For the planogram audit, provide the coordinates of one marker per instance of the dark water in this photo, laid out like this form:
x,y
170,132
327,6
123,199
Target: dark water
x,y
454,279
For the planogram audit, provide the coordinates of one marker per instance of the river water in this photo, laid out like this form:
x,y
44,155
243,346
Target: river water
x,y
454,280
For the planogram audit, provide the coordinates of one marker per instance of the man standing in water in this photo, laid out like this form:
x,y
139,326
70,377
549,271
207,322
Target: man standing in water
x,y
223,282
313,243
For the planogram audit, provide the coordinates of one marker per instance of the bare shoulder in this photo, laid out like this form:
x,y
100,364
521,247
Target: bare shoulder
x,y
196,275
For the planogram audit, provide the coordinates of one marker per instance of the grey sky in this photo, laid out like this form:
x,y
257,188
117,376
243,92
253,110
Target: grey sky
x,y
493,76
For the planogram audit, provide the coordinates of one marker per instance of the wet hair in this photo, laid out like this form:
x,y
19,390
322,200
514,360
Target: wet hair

**What to produce**
All entries shown above should be duplicated without a single difference.

**Written solution**
For the planogram audit, provide the coordinates of one marker per instance of the dark water in this photo, laid out like this form:
x,y
170,132
327,6
123,199
Target: dark water
x,y
454,279
For the planogram audit, provide the coordinates of one marker per instance of the river water in this photo, laid out like this form:
x,y
44,155
243,346
Target: river water
x,y
454,280
For the planogram audit, provide the coordinates of one marker per instance of the man standing in water in this photo, laid out like this form:
x,y
139,326
70,377
549,271
207,322
Target: man standing in water
x,y
223,282
313,243
For the planogram audit, provide the coordinates of one marker per instance of the bare shoulder in this photo, laid out like this form:
x,y
100,364
521,247
Target: bare shoulder
x,y
196,275
For the planogram audit, provide the coordinates of one marker per instance of the grey sky in this photo, laid out like this form:
x,y
257,188
117,376
243,92
253,110
Target: grey sky
x,y
493,76
For the planogram audit, provide the coordinates of one marker per instance of the wet hair in this photo, laid out like this form:
x,y
19,390
322,200
514,360
Target: wet hair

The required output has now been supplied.